> _SOURCE DOCUMENT_
....
576 P.2d 1168 | Okla. | 1978
Albina Worcester filed claim as dependent mother, who suffered pecuniary loss from death of Kenneth Ray Worcester, killed June 29,1975, while operating a truck owned by Kenneth Cole, d/b/a Cole Trucking Company.
Petitioner, hereafter respondent, defended this claim on grounds: (1) Deceased was an independent contractor; claimant was not a dependent; (2) respondents had no employees other than claimant’s decedent so that the Workmen’s Compensation Act did not apply.
A trial judge found deceased was an employee and not an independent contractor and awarded ($14,000.00) death benefits. This award was affirmed by State Industrial Court en banc. Respondent has brought review proceedings, seeking vacation of the award upon two grounds, viz., (1) insufficiency of evidence to show relationship between deceased and respondent was that of employer-employee and not independent contractor; (2) lack of finding, or competent evidence to support finding, respondent met jurisdictional requirement for employer to have at least two employees, 85 O.S.1971, § 11.
Settled law declares when existence of employer-employee is an issue before State Industrial Court a jurisdictional question is presented and Supreme Court on review will not accept findings of that court as conclusive, but will determine as a matter of law whether facts are sufficient to establish existence of the relationship. Parten v. State Industrial Court, Okl., 496 P.2d 114 (1972); Herron Lumber Company v. Horn, Okl., 446 P.2d 53 (1968). Within this context, this court also may weigh evidence and pass upon credibility of witnesses, draw reasonable inferences from facts and circumstances adduced, refuse credence to evi
Evidence relevant to the issues is not seriously conflicting. Rather, apparent conflict concerning sufficiency of evidence respecting the employment relationship results from interpretation placed thereon by the parties. There is no dispute as to the preliminary setting which provoked this proceeding.
....
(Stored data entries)
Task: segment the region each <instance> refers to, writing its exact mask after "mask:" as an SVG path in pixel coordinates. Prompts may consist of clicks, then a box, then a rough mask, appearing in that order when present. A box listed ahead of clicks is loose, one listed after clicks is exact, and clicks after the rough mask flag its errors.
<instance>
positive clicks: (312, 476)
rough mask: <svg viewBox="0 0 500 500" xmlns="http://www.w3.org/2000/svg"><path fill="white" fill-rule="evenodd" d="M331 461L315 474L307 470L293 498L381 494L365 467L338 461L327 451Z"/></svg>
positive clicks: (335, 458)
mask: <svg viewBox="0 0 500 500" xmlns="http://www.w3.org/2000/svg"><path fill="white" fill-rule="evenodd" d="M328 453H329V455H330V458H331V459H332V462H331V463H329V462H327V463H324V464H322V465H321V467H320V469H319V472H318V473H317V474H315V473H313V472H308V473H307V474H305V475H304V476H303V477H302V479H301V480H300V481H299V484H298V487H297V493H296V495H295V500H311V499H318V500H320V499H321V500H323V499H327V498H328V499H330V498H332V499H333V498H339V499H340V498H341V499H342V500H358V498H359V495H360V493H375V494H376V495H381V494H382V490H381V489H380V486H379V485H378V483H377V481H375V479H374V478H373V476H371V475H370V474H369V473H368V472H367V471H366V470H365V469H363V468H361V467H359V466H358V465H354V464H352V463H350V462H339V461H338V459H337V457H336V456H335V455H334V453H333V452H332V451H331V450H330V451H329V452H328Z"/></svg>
....
> _TASKS TO PERFORM_
1. According to the court opinion on the trucking death claim, how much did the trial judge award in death benefits?
2. Carry on the court opinion on the trucking death claim, starting after its final sentence.

> _YOUR WRITTEN ANSWERS_
1. $14,000.00

2.
Deceased, 22 years of age and unmarried, resided with his mother in Bromide, Oklahoma, except when working elsewhere on occasions. He had worked as a truck driver hauling cattle for respondent during prior year, quit a few months earlier to work for another company, and returned to work for respondent in April, 1975. About midnight prior to the accident, respondent’s son telephoned claimant’s home from Sulphur Springs, Texas, and inquired whether deceased was available to haul a load of cattle to Amarillo, Texas. Deceased assented, telephoned respondent in Connersville, Oklahoma, to arrange for expense money, then drove his own car to respondent’s place, secured one of respondent’s trucks, and began the trip. Deceased died from burns received when the truck crashed and burned in the early morning (3:30 A.M.) of June 29,1975, just north of Durant, Oklahoma.
The evidence showed respondent operated as sole proprietor of three business endeavors, allegedly separate entities. The first was a ranch devoted to cattle raising, which had one regular employee, management resting in respondent, his wife, or son Ronald. The second was the trucking company, which had operated from respondent’s Con-nersville residence approximately 22 years, and had four or five trucks which hauled cattle, but operated only under (Oklahoma Corporation Commission) O.C.C. permit. Respondent denied the trucking company had any employees, asserting all labor expenses incurred for truck drivers was contract labor. The Farm and Ranch Center in Tishomingo sold feed and seed. The business was operated by a single employee (Sharp), although respondent’s daughter served as secretary and bookkeeper. Other evidence showed respondent’s telephone in Connersville was arranged so that if respondent, his wife, or son were unavailable, telephone in respondent’s parents’ home rang, and they took orders or gave directions. Employee Sharp considered everyone in the family part of the operation and authorized to give orders.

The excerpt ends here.